▶ [Material for this task]
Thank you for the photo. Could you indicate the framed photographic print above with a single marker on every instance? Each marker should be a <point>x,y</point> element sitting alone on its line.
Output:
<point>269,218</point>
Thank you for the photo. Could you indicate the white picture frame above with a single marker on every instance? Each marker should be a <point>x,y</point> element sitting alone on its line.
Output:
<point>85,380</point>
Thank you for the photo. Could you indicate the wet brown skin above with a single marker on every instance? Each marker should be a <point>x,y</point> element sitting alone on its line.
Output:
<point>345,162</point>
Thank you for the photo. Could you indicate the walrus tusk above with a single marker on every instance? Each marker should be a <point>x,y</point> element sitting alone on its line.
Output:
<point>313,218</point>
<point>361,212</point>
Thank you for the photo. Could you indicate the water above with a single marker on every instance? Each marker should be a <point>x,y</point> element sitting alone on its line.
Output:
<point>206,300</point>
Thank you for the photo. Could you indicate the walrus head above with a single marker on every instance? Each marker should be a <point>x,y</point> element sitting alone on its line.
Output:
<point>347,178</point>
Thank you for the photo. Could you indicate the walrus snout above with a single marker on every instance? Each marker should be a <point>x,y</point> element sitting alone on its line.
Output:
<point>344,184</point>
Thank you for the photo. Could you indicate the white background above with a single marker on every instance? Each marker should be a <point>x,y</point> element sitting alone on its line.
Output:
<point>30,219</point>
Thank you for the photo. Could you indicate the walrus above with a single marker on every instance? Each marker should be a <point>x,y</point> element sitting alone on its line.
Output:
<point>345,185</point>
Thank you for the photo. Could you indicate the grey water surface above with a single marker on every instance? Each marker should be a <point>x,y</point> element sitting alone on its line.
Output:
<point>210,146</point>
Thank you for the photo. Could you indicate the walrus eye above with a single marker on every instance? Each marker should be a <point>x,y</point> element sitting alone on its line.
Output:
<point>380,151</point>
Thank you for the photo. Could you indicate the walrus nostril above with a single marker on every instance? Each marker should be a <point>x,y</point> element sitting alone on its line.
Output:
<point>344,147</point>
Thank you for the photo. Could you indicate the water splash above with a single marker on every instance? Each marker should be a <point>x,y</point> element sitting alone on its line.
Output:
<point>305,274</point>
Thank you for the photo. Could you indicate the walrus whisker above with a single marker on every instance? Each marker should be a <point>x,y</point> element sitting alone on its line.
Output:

---

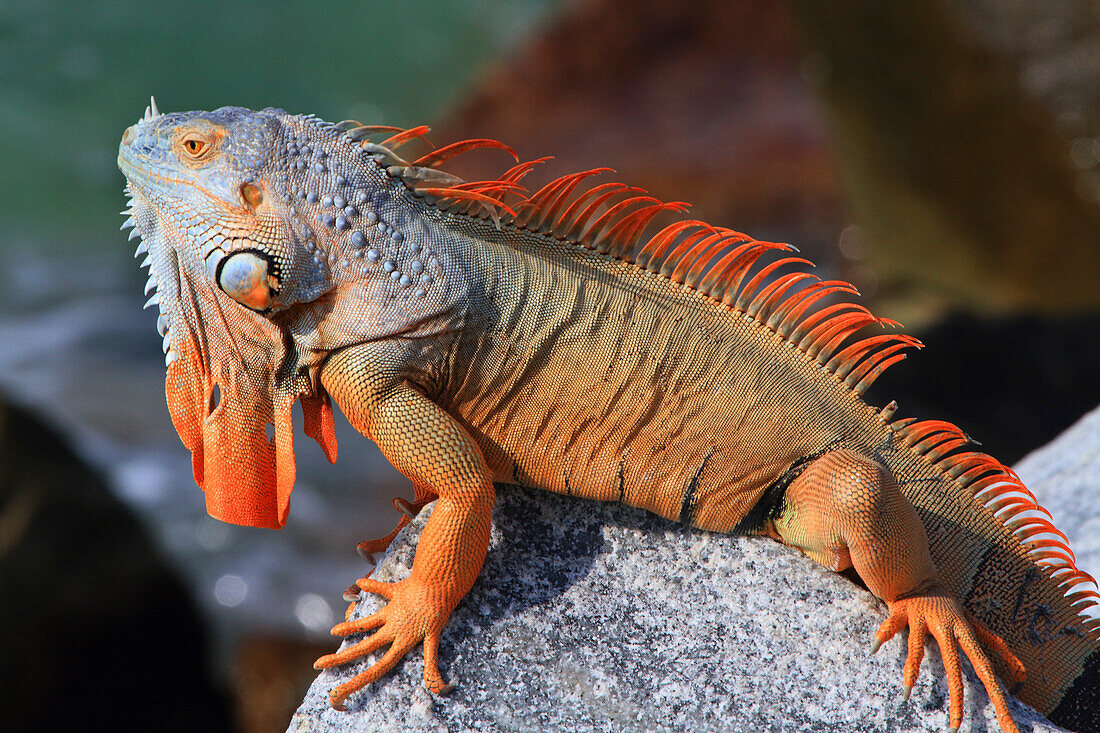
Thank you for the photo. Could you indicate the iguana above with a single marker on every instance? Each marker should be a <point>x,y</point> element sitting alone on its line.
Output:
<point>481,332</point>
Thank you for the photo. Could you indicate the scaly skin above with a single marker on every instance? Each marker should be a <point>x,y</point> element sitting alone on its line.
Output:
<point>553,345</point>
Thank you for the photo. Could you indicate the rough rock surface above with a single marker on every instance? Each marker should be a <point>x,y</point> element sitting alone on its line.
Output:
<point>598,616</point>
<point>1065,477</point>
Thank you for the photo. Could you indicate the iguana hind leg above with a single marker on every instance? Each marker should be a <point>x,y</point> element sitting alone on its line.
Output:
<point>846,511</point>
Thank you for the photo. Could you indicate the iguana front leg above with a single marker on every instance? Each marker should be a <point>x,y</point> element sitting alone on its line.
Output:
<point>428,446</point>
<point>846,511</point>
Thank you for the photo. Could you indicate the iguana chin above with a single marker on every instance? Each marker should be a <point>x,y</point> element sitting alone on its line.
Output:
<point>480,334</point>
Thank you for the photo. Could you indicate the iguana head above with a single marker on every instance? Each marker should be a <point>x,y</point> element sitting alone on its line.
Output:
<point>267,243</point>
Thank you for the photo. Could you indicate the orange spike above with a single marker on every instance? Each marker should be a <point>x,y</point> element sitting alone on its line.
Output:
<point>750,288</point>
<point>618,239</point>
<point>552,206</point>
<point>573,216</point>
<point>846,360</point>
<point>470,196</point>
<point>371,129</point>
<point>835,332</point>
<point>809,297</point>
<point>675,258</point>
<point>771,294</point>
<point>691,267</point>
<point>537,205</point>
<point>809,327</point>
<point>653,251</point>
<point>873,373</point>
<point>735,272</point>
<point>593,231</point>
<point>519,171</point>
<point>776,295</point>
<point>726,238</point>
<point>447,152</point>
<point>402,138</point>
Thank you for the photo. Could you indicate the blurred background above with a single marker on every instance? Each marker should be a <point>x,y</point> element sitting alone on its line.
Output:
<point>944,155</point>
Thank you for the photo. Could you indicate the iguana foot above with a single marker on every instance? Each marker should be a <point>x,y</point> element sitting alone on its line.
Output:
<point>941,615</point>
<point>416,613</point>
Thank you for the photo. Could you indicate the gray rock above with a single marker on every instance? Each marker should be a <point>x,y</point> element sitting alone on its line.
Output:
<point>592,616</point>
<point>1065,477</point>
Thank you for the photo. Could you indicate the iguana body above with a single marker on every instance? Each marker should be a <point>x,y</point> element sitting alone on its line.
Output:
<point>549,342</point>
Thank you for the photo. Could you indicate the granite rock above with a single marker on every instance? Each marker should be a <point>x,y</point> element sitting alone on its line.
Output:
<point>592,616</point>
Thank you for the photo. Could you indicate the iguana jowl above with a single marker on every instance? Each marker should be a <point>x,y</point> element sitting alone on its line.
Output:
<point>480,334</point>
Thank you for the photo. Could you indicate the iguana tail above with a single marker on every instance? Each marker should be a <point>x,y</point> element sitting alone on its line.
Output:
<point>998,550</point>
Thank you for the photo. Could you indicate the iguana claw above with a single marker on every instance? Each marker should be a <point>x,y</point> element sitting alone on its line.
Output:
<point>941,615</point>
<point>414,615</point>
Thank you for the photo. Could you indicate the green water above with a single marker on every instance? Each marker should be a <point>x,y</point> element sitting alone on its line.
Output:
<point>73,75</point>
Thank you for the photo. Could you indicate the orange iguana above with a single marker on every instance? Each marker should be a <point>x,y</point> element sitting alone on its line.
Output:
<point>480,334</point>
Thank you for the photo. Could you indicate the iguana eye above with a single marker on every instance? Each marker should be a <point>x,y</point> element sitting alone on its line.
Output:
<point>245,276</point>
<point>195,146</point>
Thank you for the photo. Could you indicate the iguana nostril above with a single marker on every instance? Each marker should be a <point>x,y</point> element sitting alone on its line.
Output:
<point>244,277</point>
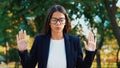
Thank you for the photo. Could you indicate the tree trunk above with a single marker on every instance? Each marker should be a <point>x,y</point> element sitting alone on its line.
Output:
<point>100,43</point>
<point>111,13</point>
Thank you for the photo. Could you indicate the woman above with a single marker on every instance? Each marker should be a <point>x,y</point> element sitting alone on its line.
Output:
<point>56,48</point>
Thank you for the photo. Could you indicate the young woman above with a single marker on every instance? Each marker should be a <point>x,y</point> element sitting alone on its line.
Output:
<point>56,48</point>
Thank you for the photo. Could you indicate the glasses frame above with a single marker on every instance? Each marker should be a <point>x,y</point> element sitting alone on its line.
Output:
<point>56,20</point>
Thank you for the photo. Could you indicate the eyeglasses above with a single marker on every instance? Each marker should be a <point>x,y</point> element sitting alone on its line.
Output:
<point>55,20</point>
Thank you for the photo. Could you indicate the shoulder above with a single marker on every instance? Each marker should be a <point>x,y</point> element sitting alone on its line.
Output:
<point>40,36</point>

▶ [Written problem] Copy out every line of the items in the stretch from the line containing "Thank you for the photo. Could you indicate the framed" through the line containing "<point>344,184</point>", requests included, and raise each point coordinate in the answers by 43. Leave the requests unchanged.

▶ [Task solution]
Thank you for the photo. Could you indicate the framed photographic print above with a single marker on every instance? Each marker should be a <point>x,y</point> element sitting alone on its line.
Output:
<point>312,261</point>
Thank you for the photo. Could you indicate the white picture frame above with a single marker on every instance? Each marker should be a <point>x,y</point> element sitting alone on its line.
Output:
<point>128,423</point>
Thank you for the photo. Could you indicate the wet brown skin above with a single marker on every instance? Each marker should be a <point>x,y</point> element sitting alone on its line.
Output:
<point>388,205</point>
Thank you for the photo. Could you indicate the walrus tusk above with a single marker on every instance? Each marker should be a <point>x,y</point> element sitting alone on its line.
Output:
<point>356,261</point>
<point>404,255</point>
Thank you for the photo. Could you indicate the water above with a single marker on every instance? Each marker should be a <point>x,y</point> element sitting alone on its line.
Output:
<point>249,343</point>
Thank you for the photo. Could you indicate the walrus head above with a single marker on every instance? Each marker should be a <point>x,y</point> element sitting alone on its line.
Output:
<point>390,221</point>
Thank you for the photo. Could you indicate the walrus snout above with a single marker on every instance? Each marker should be a <point>x,y</point> element sitting alone on its line.
Output:
<point>387,227</point>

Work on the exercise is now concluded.